◆ WORK REQUIRED:
Within the entries below, find the portion that opens with the line containing "of the shadow" and closes with the line containing "of the wispy". Retype that portion exactly and only.

◆ DATA EXTRACTS:

*** Begin section ***

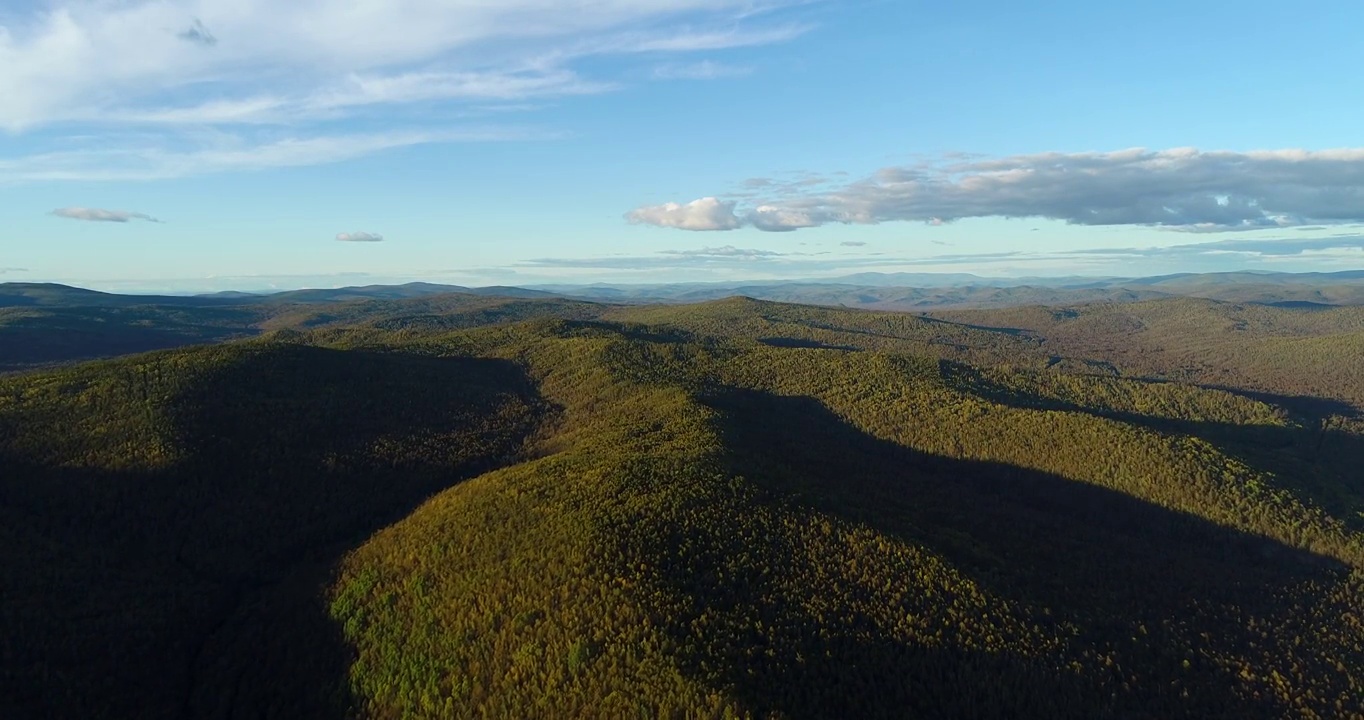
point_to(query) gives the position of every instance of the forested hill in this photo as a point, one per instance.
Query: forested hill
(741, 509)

*** End section ***
*** Begin section ***

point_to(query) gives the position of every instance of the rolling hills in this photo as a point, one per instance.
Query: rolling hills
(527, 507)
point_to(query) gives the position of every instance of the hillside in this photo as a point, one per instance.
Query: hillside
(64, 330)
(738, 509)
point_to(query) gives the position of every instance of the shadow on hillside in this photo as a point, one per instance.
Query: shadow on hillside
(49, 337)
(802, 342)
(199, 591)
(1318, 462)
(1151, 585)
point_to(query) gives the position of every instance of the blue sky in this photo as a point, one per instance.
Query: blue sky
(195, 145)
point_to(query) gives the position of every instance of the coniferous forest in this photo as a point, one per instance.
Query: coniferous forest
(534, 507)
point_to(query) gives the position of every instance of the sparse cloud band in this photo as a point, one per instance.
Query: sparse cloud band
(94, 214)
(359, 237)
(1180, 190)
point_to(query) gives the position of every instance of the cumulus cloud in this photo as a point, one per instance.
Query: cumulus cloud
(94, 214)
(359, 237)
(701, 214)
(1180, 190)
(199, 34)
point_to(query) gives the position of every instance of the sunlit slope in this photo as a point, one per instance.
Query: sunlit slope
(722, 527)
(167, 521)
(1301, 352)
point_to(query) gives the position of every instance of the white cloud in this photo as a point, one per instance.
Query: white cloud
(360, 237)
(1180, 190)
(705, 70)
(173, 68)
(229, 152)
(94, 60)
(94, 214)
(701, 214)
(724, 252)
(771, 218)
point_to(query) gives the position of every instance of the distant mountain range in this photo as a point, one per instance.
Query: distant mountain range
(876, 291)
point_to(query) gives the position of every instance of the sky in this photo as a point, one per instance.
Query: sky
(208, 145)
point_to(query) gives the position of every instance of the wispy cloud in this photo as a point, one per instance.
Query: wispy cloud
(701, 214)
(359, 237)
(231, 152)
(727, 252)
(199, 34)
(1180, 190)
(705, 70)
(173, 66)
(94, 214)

*** End section ***

◆ RESULT BELOW:
point_to(query) gives the position of every instance of the shadow on hillside in this photo as a point, one per instance.
Query: shadow on hillside
(49, 337)
(802, 342)
(199, 591)
(1318, 462)
(1151, 585)
point_to(query) gives the position of every instance of the blue sky in this photo as a point, one per instance.
Query: blue sky
(195, 145)
point_to(query) gives the position of every instance of the coniferous forest in this photo as a point, one per instance.
Query: coniferous forest
(534, 507)
point_to(query) gives the position of every instance of the sparse cloud band in this photo as a point, one per instance.
Query: sparse cloud band
(94, 214)
(359, 237)
(1180, 190)
point_to(query) gives the position of every instance of the cumulus cloud in this photo as a point, one per instance.
Query: cumulus cloud
(94, 214)
(359, 237)
(701, 214)
(1180, 190)
(199, 34)
point_to(query) gives the position of every instance of the sunlit slope in this photo as a point, one per instance.
Query: sunlit slope
(722, 527)
(167, 521)
(1301, 352)
point_to(query) gives the position of every instance of the white cloud in this photo as a point, one per instance.
Query: white cloud
(360, 237)
(1180, 190)
(705, 70)
(173, 68)
(229, 152)
(94, 60)
(94, 214)
(701, 214)
(724, 252)
(771, 218)
point_to(query) gives the position of every instance of the distant mountain range in this photo as a point, one per instance.
Query: distant mountain range
(876, 291)
point_to(query) gives the position of every instance of the sky in this photo as a point, one per instance.
Query: sky
(208, 145)
point_to(query) gives the position of every instance of the wispy cloud in this photo as a point, one per instance.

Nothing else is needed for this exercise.